⟨

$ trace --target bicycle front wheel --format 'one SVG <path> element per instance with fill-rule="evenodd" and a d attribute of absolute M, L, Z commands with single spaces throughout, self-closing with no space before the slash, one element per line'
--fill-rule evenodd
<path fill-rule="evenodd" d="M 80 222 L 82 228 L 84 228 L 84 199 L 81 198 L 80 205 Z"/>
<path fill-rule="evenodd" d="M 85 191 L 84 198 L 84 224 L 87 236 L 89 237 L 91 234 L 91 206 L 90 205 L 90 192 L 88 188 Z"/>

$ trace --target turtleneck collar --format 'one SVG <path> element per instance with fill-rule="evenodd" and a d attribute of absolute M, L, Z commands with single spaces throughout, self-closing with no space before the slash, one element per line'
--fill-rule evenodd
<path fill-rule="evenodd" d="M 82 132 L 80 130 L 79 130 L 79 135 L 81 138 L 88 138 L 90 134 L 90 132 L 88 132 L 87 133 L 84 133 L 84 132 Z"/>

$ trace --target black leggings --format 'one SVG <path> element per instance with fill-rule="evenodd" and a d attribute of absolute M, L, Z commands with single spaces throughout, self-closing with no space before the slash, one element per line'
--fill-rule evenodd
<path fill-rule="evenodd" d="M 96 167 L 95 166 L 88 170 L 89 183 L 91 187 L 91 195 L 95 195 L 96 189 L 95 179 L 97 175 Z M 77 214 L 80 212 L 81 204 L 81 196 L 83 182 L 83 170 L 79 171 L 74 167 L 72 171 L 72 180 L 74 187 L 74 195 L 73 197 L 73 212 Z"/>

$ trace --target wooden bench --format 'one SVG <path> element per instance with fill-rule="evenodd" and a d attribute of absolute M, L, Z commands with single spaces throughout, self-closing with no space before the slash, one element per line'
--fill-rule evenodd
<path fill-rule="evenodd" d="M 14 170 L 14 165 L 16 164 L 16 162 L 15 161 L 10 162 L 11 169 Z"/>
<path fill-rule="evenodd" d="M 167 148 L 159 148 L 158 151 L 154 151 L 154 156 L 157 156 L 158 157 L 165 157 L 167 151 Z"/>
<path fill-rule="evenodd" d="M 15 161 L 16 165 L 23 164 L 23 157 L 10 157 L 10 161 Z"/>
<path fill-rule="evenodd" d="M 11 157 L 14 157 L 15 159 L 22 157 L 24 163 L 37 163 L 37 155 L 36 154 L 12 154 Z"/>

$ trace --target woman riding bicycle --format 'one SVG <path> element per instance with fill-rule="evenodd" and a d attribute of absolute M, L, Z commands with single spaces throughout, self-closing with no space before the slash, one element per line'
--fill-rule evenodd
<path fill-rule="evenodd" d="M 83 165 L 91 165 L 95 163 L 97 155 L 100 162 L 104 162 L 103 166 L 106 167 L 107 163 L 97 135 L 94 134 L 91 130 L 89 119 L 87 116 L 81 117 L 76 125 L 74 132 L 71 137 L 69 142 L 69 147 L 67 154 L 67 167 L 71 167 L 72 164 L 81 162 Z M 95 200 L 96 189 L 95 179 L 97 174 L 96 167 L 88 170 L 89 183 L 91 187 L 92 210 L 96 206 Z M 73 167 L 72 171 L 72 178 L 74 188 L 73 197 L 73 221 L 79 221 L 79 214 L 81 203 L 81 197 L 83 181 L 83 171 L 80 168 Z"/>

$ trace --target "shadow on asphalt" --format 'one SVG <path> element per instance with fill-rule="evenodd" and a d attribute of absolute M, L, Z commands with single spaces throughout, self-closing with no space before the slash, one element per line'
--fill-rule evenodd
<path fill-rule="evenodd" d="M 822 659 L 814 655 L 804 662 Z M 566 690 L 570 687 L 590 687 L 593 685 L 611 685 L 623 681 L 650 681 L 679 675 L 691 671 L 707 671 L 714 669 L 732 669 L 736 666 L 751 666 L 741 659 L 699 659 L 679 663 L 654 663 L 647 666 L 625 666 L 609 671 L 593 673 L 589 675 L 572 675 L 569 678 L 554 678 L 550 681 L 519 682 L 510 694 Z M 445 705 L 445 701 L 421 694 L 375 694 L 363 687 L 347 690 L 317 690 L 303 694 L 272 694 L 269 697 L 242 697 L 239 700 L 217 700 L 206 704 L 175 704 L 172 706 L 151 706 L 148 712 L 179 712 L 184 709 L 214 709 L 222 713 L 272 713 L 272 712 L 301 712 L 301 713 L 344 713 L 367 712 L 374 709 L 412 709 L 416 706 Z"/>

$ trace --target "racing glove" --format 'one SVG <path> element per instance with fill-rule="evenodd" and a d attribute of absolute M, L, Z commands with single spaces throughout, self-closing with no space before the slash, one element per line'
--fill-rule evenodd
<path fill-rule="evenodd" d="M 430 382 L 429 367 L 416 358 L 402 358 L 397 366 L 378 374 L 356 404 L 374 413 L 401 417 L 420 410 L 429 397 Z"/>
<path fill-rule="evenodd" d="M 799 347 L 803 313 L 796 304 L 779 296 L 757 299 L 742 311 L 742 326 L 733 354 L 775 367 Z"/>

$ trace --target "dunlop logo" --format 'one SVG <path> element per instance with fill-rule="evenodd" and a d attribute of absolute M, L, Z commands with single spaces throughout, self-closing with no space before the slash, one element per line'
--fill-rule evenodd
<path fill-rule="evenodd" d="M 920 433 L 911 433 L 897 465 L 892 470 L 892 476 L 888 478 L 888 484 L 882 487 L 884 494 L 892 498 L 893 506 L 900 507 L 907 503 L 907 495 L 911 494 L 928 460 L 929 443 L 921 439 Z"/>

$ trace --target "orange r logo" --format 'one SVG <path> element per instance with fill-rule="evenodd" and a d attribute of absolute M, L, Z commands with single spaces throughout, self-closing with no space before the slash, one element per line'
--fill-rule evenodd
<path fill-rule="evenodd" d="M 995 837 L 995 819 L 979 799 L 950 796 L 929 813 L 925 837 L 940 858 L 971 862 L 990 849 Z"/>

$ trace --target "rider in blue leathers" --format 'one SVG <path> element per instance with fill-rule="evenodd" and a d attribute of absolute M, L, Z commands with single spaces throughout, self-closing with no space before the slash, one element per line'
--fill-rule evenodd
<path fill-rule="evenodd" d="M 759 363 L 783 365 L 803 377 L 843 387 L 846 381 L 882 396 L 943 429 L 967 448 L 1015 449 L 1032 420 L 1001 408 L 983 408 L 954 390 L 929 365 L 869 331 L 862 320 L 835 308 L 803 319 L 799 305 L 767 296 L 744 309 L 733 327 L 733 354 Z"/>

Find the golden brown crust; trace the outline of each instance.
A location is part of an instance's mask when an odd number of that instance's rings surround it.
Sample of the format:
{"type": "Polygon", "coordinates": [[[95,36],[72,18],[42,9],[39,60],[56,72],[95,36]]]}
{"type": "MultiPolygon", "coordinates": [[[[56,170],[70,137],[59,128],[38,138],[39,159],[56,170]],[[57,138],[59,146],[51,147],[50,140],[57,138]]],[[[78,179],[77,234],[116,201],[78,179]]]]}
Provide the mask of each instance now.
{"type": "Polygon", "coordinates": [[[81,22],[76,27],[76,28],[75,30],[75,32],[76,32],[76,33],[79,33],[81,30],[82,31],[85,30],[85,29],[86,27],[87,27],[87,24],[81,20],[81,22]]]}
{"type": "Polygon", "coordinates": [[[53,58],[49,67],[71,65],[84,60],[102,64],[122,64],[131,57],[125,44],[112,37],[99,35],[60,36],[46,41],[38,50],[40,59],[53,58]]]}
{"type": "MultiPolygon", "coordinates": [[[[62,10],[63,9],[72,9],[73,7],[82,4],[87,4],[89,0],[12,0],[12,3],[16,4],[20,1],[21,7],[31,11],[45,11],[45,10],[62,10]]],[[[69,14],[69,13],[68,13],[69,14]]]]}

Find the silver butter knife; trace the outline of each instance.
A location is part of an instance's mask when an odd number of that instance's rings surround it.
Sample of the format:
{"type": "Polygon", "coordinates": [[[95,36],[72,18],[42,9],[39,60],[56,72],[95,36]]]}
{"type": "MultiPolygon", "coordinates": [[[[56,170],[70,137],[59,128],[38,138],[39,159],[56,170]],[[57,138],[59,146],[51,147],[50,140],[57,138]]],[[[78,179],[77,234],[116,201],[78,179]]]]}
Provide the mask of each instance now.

⟩

AIM OF THE TASK —
Render the records from their first line through the line containing "96 167 L 95", both included, as a numbered list, and omit any blank lines.

OUTPUT OF THE EXERCISE —
1. $ trace --target bicycle front wheel --format 'one SVG <path> element per instance with fill-rule="evenodd" and a d attribute of absolute M, L, Z commands with single spaces throughout, self-closing with no space before the slash, one element per line'
2. --fill-rule evenodd
3. <path fill-rule="evenodd" d="M 80 222 L 82 228 L 84 228 L 84 199 L 81 198 L 80 205 Z"/>
4. <path fill-rule="evenodd" d="M 85 191 L 84 198 L 84 224 L 87 236 L 89 237 L 91 234 L 91 206 L 90 205 L 90 192 L 88 188 Z"/>
5. $ trace --target turtleneck collar --format 'one SVG <path> element per instance with fill-rule="evenodd" and a d attribute of absolute M, L, Z commands with single spaces throughout, self-closing with no space before the slash, one element per line'
6. --fill-rule evenodd
7. <path fill-rule="evenodd" d="M 82 132 L 80 130 L 79 130 L 79 135 L 81 138 L 88 138 L 90 134 L 90 132 L 88 132 L 87 133 L 84 133 L 84 132 Z"/>
8. $ trace --target black leggings --format 'one SVG <path> element per instance with fill-rule="evenodd" and a d attribute of absolute M, L, Z commands with single spaces throughout, self-closing with no space before the slash, one element per line'
9. --fill-rule evenodd
10. <path fill-rule="evenodd" d="M 96 167 L 95 166 L 88 170 L 89 183 L 91 187 L 91 195 L 95 195 L 96 189 L 95 179 L 97 175 Z M 77 214 L 80 212 L 81 204 L 81 196 L 83 182 L 83 170 L 79 171 L 74 167 L 72 171 L 72 180 L 74 187 L 74 195 L 73 197 L 73 212 Z"/>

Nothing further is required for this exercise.